PROBLEMS TO SOLVE:
1) In the text on peripheral nerve injuries, how soon do stretched nerves that recover begin to improve?
2) Translate this sentence from the text on peripheral nerve injuries into Spanish: "Nerves can be crushed when a vehicle rolls over the leg."
___ SUPPLIED PASSAGE ___
Peripheral Nerve Injuries
An injury to a nerve results in loss of sensation and/or muscle movement in the structures affected by that nerve.
With complete paralysis, the leg hangs limply. With partial paralysis, the dog stumbles when attempting to put weight on the leg.
Common causative injuries are stretches, tears, and lacerations.
Stretches involving the brachial and radial nerves are usually caused by auto accidents or falls in which the front leg is jerked away from the trunk. A similar stretching of the femoral or static nerves can cause a paralyzed back leg. Nerves can be crushed when a vehicle rolls over the leg. Bone fractures and muscle injuries often occur at the same time.
Another cause of nerve paralysis (usually temporary) is the injection of an irritating medication into the tissue surrounding the nerve. This problem does not occur frequently, but can be a cause of concern when it does.
Diagnosis is made by veterinary examination.
Lacerated nerves do not regenerate. The paralysis is permanent. Stretched nerves may (but do not always) return to normal. Those that do recover begin to improve in 3 weeks and may continue to improve for 12 months. If recovers does not occur, the dog may benefit from amputation of the paralyzed leg. Electroacupuncture to stimulate the nerves may encourage healing.
There is no prevention for this condition.
___ DATA TO EXAMINE ___
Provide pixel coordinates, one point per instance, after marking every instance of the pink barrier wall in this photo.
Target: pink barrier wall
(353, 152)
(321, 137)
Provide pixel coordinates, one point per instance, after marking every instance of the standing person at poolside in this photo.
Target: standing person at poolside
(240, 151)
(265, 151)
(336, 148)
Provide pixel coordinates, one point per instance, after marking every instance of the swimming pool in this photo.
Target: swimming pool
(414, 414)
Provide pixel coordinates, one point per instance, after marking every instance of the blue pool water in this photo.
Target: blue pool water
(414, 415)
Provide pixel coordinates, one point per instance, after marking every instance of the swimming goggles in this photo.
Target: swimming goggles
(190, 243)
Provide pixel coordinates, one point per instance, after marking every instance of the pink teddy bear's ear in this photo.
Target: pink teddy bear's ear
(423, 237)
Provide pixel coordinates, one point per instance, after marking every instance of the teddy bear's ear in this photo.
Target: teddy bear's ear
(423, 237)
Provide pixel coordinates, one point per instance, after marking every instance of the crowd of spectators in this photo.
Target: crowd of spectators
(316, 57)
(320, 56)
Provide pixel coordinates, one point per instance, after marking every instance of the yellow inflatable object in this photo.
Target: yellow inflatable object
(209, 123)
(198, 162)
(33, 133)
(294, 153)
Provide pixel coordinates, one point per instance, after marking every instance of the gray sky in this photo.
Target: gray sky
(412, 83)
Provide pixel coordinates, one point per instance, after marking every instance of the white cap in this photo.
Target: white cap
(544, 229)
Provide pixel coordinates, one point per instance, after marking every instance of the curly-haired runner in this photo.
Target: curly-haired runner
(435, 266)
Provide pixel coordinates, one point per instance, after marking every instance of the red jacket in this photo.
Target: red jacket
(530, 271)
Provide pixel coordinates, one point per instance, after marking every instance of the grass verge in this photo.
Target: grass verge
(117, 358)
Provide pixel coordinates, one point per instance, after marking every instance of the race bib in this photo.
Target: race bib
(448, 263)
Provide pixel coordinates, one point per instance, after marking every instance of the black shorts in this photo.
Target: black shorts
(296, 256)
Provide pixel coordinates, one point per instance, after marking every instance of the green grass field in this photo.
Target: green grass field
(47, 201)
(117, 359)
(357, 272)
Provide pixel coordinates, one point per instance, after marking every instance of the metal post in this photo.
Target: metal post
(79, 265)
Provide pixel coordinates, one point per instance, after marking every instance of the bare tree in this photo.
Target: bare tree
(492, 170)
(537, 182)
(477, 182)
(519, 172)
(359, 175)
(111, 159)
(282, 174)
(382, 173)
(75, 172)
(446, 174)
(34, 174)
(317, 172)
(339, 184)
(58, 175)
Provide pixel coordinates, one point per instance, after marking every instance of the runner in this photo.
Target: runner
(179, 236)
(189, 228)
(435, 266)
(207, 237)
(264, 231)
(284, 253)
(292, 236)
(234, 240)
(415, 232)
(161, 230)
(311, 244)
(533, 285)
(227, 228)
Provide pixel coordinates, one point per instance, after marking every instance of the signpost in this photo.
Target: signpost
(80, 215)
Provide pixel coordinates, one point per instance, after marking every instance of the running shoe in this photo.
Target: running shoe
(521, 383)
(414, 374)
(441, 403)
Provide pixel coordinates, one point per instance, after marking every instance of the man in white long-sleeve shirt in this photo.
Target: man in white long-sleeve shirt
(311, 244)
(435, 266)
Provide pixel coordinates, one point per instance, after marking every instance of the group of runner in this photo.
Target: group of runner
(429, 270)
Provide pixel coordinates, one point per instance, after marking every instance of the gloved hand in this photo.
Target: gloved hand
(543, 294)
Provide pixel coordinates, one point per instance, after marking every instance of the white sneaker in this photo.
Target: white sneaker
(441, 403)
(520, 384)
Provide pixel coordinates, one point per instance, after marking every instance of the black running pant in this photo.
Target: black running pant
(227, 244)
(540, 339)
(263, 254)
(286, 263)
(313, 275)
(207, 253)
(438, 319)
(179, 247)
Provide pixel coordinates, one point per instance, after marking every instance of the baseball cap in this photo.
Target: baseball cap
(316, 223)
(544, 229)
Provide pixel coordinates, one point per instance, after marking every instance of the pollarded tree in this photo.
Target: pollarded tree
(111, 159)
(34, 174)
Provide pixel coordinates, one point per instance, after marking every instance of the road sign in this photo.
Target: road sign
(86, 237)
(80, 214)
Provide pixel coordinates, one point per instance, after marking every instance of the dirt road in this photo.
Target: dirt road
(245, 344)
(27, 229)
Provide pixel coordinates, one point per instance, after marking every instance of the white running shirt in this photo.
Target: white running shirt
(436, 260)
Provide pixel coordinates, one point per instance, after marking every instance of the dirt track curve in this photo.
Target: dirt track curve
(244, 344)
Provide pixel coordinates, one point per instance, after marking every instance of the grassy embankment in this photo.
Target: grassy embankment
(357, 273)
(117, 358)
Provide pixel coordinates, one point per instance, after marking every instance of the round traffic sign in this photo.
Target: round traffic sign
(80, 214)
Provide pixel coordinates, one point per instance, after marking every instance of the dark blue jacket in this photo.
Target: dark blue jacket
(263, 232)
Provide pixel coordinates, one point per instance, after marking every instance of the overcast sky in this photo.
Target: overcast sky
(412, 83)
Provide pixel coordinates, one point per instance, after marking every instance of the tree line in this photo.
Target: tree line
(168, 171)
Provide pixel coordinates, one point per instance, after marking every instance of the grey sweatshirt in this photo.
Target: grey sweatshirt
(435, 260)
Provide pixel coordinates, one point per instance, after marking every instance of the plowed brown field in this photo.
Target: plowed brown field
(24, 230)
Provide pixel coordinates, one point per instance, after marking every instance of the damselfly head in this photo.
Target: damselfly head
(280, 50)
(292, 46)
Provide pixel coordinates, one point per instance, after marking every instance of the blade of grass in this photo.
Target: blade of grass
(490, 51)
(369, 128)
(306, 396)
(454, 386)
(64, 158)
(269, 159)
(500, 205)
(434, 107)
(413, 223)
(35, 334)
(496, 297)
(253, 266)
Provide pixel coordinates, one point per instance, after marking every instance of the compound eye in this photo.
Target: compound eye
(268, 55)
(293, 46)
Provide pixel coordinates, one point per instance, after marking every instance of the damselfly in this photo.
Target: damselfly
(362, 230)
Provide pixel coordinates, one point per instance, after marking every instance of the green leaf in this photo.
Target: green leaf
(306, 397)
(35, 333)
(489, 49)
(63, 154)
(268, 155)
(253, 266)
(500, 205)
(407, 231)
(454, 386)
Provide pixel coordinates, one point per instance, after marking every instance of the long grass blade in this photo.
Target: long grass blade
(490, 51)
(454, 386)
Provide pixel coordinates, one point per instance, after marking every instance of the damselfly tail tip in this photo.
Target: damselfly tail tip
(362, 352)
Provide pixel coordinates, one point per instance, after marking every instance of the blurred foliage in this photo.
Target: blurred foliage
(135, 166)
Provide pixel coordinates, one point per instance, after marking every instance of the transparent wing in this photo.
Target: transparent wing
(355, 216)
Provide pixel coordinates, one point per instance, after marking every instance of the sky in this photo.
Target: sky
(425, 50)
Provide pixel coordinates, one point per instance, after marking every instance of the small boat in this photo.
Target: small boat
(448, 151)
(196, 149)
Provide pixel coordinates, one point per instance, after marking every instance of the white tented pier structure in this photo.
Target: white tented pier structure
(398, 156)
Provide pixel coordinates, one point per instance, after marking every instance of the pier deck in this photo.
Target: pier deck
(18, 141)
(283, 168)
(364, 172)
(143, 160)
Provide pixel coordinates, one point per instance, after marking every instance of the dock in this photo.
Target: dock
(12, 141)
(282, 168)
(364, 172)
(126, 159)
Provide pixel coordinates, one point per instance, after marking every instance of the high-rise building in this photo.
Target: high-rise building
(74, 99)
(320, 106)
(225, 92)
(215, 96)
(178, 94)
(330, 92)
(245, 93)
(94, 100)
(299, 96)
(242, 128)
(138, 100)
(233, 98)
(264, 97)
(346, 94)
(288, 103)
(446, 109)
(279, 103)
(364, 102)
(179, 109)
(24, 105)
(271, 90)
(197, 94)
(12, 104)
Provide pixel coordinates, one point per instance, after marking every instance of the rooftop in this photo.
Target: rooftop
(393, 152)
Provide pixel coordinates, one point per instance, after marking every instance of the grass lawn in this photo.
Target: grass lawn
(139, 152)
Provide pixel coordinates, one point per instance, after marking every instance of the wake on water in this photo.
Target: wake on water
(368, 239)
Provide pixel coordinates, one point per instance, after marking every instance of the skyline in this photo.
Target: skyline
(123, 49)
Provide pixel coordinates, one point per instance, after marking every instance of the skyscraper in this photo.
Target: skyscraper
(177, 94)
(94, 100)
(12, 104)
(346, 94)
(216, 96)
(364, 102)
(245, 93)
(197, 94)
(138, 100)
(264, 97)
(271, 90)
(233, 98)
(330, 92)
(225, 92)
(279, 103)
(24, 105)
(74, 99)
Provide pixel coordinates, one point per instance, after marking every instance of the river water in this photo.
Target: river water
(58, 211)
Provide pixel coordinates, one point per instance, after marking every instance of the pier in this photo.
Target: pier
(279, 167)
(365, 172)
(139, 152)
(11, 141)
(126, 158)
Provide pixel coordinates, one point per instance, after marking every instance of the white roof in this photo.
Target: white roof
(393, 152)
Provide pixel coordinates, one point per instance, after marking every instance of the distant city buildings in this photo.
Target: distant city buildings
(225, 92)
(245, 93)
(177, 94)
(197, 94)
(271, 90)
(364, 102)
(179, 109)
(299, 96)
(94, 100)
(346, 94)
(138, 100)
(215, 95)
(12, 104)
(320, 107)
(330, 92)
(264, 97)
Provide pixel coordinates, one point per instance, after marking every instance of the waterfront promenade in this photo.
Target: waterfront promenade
___
ANSWER SECTION:
1) They begin to improve in 3 weeks.

2) Los nervios pueden aplastarse cuando un vehículo pasa por encima de la pata.